-- Görev girdisi --
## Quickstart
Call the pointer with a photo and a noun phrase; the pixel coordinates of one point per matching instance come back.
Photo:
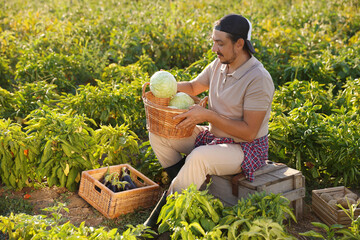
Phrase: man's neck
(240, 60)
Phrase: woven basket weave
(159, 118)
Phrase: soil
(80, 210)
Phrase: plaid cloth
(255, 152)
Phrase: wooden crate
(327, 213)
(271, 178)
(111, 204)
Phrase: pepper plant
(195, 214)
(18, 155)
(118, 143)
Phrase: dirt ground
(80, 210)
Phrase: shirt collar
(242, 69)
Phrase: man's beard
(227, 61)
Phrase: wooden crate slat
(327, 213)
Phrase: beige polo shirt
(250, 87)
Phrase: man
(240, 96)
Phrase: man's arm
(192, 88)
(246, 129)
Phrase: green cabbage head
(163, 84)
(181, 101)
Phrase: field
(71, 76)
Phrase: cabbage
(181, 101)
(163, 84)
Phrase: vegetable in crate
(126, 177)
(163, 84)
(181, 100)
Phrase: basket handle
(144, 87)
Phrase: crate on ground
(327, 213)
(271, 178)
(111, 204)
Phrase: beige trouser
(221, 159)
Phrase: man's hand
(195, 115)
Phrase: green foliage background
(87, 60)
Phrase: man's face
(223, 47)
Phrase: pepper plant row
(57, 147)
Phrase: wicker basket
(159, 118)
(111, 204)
* * *
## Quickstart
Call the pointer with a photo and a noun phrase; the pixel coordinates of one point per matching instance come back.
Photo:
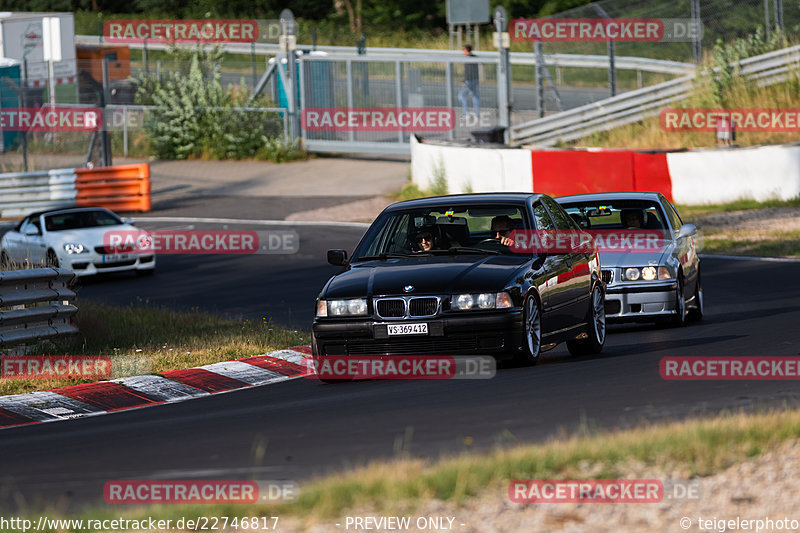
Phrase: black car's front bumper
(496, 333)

-- Alıştırma yönergesi --
Yukarıdaki satırlarda "wooden" kelimesinin geçtiği her satırı bulun ve kopyalayın. Büyük ve küçük harf farkı önemlidir.

-- Çözüm --
Phrase: wooden crate
Phrase: wooden crate slat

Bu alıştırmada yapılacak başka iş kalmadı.